## TASK TO COMPLETE
Could you repeat the records below exactly, leaving out any pictures?
** DATA LISTING follows **
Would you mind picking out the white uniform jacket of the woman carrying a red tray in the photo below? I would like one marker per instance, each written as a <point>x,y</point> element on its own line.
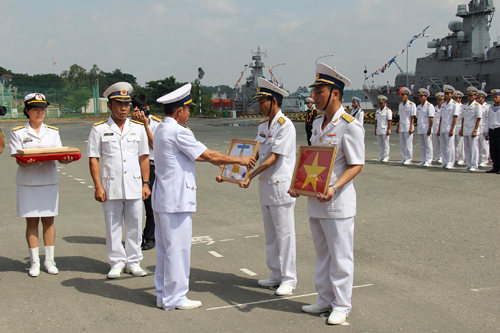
<point>25,137</point>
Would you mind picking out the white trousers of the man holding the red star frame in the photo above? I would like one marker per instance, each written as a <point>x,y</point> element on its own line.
<point>334,269</point>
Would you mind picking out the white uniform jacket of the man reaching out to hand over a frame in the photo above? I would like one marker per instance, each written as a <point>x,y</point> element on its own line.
<point>176,152</point>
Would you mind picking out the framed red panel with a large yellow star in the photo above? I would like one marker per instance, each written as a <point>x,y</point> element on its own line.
<point>313,170</point>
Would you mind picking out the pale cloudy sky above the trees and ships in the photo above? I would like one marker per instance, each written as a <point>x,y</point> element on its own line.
<point>156,39</point>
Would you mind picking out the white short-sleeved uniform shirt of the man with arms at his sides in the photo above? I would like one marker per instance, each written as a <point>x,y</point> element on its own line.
<point>119,152</point>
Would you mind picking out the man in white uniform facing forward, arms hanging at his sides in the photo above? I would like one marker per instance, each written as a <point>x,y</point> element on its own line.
<point>122,184</point>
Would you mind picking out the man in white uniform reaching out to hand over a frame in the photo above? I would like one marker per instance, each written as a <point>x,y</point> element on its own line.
<point>174,197</point>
** End of DATA LISTING **
## ANSWER
Would you mind picking out the white uniform jacket of the woman carrying a red tray in the photo below? I would like one marker per instance, each written as a <point>x,y</point> element on its own line.
<point>25,137</point>
Would you mind picking out the white trousers of the man holding the red star frame in the photo above? I would like one marker per instance, each written as a <point>x,y</point> element on its own line.
<point>334,269</point>
Would you mind picking out the white uniform jacket of the man reaching out to hand over a frame in the photo above? I would like one marker per instance, each written as a <point>x,y</point> element on its own line.
<point>176,152</point>
Would you mind picking out the framed red panel with a large yellow star in the photo above? I would like one marker per instance, each written as a <point>x,y</point> element on its own line.
<point>313,170</point>
Would you mind picking out the pale cloudy sky above the trees and ships in the photo above? I would like one marker per instance, each written as a <point>x,y</point> element on its own line.
<point>156,39</point>
Would you mind picking out the white short-sleeved uniform shirt of the man with arms at his sides in the photo above? I would like one marker per instance, each written as a <point>x,y</point> element on its own line.
<point>119,152</point>
Would you mind picking out the man in white uniform facing forward, arms hanging at his sides in the photo above? I would like one marker per instance, each written as a <point>x,y</point> element on its own line.
<point>122,184</point>
Would you mind picking out the man in white uniform reaching out to hand over a frame in the photo above? I would like one marker per instance, each written as a <point>x,y</point> element on its own line.
<point>174,197</point>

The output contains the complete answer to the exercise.